Point annotation records:
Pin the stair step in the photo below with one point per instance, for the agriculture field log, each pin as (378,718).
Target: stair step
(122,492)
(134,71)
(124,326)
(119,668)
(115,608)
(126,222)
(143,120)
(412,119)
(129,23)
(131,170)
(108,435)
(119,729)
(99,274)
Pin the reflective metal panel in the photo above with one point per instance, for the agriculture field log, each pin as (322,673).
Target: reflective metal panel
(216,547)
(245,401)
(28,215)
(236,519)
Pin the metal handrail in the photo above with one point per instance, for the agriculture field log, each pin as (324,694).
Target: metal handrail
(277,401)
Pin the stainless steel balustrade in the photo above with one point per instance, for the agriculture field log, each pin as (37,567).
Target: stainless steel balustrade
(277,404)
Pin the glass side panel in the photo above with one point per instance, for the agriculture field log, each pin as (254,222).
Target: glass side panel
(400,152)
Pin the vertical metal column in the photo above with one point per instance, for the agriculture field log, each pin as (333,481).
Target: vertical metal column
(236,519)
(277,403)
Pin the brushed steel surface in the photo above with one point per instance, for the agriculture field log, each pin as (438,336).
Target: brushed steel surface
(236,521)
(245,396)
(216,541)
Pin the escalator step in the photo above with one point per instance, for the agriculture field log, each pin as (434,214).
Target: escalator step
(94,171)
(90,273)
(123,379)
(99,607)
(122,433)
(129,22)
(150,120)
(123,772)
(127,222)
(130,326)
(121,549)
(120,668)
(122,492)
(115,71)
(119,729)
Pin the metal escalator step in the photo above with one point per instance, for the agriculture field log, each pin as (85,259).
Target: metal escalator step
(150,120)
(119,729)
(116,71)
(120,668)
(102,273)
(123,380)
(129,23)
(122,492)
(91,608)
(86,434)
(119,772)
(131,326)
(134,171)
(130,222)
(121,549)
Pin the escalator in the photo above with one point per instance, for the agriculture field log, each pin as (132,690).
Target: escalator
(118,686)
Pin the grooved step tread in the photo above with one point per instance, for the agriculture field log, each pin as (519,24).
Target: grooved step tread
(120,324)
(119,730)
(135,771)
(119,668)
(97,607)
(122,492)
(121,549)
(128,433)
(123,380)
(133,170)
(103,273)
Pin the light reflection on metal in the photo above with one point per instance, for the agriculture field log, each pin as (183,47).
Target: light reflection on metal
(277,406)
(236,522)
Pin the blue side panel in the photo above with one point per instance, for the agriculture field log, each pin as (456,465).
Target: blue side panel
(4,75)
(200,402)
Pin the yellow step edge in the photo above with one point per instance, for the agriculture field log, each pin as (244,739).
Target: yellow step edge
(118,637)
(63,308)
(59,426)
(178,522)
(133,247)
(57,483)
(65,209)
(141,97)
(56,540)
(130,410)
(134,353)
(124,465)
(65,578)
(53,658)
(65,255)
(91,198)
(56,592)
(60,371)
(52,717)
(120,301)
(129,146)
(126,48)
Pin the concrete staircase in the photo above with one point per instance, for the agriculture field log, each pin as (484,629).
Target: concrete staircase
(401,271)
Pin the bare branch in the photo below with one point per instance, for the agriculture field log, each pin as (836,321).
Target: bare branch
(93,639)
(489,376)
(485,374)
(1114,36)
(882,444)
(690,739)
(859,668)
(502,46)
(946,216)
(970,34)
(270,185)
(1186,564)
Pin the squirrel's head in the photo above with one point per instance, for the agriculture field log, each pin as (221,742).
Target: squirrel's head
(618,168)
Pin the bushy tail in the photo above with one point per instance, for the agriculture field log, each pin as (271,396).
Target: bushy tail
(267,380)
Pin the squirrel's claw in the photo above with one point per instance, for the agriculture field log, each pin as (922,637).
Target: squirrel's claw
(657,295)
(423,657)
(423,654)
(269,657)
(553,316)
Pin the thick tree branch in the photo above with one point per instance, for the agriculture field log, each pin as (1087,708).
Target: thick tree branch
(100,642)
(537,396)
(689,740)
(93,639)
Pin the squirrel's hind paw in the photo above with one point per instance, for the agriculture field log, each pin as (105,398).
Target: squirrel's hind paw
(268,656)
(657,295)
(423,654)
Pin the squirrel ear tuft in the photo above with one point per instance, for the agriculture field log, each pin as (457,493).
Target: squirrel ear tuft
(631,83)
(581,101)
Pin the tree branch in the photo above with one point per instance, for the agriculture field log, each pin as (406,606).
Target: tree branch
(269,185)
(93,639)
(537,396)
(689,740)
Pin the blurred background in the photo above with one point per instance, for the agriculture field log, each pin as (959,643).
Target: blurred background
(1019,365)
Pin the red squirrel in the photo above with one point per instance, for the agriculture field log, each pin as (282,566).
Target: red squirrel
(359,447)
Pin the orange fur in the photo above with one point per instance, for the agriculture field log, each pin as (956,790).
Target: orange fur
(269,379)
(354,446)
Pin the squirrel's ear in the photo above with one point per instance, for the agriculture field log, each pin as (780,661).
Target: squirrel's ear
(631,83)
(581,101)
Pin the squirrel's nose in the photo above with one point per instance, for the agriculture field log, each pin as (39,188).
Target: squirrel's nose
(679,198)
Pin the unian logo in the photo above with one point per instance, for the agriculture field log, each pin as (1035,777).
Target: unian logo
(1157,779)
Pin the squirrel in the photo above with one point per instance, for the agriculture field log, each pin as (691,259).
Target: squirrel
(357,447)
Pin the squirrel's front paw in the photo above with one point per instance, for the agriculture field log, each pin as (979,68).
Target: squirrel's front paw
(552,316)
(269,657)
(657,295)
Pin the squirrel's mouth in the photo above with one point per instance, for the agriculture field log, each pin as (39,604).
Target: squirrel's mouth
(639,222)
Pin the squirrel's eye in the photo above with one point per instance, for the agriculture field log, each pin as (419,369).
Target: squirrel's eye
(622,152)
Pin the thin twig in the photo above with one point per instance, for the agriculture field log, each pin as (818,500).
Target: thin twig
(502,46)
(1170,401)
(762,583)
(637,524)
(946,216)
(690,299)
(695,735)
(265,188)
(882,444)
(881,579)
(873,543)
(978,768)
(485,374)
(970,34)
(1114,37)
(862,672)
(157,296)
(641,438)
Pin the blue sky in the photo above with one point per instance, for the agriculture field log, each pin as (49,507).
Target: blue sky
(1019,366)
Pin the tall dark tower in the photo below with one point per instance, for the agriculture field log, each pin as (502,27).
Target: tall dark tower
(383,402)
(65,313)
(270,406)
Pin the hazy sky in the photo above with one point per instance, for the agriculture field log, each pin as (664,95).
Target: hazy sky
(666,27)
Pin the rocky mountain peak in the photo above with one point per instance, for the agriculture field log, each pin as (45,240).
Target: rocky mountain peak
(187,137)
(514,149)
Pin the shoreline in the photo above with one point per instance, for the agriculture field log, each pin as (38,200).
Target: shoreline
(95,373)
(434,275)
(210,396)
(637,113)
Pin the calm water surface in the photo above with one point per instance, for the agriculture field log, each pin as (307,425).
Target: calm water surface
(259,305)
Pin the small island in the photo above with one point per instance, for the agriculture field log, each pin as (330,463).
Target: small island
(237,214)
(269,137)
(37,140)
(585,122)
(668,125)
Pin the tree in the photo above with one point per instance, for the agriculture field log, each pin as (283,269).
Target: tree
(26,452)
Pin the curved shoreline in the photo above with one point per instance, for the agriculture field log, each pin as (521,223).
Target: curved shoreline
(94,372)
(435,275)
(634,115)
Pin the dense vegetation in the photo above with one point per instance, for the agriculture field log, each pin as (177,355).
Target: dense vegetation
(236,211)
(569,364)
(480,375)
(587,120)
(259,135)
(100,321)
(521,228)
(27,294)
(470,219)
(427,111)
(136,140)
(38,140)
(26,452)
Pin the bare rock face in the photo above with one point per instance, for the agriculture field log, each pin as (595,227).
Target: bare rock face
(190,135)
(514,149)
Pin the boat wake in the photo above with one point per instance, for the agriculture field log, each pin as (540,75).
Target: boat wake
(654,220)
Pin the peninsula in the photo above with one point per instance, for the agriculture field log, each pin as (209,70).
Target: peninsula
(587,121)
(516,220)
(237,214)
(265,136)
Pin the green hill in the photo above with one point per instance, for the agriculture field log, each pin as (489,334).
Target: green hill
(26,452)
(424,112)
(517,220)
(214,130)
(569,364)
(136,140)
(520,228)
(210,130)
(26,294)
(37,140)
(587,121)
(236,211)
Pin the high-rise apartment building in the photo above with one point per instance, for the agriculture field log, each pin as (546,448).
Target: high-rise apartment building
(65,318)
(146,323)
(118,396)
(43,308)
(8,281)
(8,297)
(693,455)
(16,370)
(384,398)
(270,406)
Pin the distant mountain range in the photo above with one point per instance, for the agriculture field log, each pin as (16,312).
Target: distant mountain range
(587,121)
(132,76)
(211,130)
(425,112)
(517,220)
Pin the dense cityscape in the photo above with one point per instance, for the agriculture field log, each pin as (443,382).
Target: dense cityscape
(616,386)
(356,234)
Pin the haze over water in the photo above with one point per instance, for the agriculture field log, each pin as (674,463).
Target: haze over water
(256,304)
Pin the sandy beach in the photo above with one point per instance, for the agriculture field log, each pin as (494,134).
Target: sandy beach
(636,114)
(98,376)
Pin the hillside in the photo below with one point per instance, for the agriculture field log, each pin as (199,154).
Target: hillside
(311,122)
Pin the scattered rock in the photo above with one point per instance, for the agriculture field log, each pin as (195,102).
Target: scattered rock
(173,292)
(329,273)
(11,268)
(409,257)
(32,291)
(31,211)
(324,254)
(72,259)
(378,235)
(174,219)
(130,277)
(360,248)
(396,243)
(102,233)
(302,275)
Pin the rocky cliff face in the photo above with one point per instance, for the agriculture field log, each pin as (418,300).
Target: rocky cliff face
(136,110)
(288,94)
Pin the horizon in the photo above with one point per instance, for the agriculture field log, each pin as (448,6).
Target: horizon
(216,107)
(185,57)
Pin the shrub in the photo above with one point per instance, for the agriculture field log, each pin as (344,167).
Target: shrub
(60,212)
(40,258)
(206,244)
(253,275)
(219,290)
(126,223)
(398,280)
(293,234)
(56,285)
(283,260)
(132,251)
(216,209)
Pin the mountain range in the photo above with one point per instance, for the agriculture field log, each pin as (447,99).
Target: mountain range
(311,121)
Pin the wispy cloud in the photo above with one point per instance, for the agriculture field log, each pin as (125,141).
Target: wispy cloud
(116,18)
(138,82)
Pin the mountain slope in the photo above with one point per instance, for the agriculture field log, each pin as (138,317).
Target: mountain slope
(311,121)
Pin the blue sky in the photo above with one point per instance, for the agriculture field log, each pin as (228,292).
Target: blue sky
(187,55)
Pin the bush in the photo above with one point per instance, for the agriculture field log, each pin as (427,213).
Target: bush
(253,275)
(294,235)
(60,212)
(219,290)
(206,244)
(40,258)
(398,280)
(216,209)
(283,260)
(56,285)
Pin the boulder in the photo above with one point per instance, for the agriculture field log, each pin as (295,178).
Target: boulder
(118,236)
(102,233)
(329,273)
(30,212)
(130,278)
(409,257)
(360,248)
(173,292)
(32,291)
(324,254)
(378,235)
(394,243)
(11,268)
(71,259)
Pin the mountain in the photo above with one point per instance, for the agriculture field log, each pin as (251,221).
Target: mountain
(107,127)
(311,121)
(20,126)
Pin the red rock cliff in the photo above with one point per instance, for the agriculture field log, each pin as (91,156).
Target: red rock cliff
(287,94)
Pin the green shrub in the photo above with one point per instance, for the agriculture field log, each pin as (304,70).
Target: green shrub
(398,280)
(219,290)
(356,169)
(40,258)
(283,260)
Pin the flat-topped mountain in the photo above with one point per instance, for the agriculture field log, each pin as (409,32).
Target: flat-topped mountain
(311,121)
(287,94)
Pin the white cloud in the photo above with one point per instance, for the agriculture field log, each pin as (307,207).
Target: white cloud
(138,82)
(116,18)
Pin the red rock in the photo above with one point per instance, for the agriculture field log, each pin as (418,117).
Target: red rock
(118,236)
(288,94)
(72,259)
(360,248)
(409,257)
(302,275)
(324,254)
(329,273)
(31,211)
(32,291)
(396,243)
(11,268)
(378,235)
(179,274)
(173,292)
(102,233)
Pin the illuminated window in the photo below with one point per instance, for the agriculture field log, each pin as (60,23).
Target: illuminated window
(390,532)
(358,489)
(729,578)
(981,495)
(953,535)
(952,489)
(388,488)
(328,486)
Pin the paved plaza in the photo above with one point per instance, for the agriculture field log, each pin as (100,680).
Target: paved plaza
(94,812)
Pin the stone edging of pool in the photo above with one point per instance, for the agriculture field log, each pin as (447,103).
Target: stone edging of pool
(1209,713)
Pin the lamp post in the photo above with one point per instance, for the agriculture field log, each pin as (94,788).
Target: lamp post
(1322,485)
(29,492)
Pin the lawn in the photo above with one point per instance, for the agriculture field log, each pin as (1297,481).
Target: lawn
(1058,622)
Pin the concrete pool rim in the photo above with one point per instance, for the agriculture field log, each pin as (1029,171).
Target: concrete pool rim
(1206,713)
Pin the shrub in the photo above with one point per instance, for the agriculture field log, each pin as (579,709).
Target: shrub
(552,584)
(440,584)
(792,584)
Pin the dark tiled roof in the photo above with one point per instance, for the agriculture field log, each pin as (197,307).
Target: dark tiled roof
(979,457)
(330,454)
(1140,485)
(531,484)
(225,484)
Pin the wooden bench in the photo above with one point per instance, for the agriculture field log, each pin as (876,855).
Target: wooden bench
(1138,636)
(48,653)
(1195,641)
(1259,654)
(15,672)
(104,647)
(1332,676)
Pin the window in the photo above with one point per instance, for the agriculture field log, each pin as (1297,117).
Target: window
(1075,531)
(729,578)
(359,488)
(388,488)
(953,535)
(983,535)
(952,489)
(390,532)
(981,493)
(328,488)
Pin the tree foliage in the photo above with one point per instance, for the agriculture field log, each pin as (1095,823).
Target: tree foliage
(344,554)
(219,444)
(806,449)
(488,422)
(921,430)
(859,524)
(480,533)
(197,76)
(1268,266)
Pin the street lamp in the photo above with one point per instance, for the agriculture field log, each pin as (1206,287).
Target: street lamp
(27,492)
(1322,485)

What is required: Produce an exact copy of the lines from the one containing "Pin the paved" through the last line, and of nothing else.

Exercise result:
Pin the paved plaza in the photo above with one point per instance, for the agriculture field log, each pin as (100,680).
Target: paved plaza
(94,812)
Pin the stone edging of pool in the photo above with one point per instance, for the agriculture field log, each pin as (447,103).
Target: stone edging of pool
(1209,713)
Pin the lamp post in the photo above with one point per instance, for the agriculture field log, each pin as (94,788).
Target: lamp post
(1322,485)
(29,492)
Pin the lawn in the photo above with one point per instance, for the agriculture field log, each pin as (1297,481).
Target: lawn
(1058,622)
Pin the concrete pool rim in the photo above with one point per instance, for the agriculture field log, each pin as (1029,171).
Target: concrete pool rim
(1206,713)
Pin the shrub in the photo above with one point per instance, for the agriculture field log, each pin as (579,709).
Target: shrub
(552,584)
(440,584)
(792,584)
Pin the dark tiled roof in the photo above with one point per instance, for the agriculture field log, each pin as (197,307).
Target: dark tiled roof
(979,457)
(330,454)
(1140,485)
(531,484)
(225,484)
Pin the wooden bench in the photo above with one point per instance, for the agriculture field log, each pin as (876,855).
Target: wooden bench
(1138,636)
(48,653)
(1195,641)
(1259,654)
(15,672)
(104,647)
(1332,676)
Pin the window in the photo above with one point per instance, for the agriculture field log, each pin as (1297,117).
Target: window
(1075,531)
(729,578)
(359,488)
(388,488)
(953,535)
(983,535)
(952,489)
(390,532)
(981,493)
(328,488)
Pin the tree foliage in the photo above with one point per instance, for the agriculture field log, each pin as (1095,823).
Target: tree foliage
(344,554)
(219,444)
(806,449)
(488,422)
(921,430)
(859,524)
(480,533)
(197,76)
(1268,266)
Pin the street lamp in the photo above with one point per instance, for the agriculture field log, each pin as (1206,287).
Target: street lamp
(27,492)
(1322,485)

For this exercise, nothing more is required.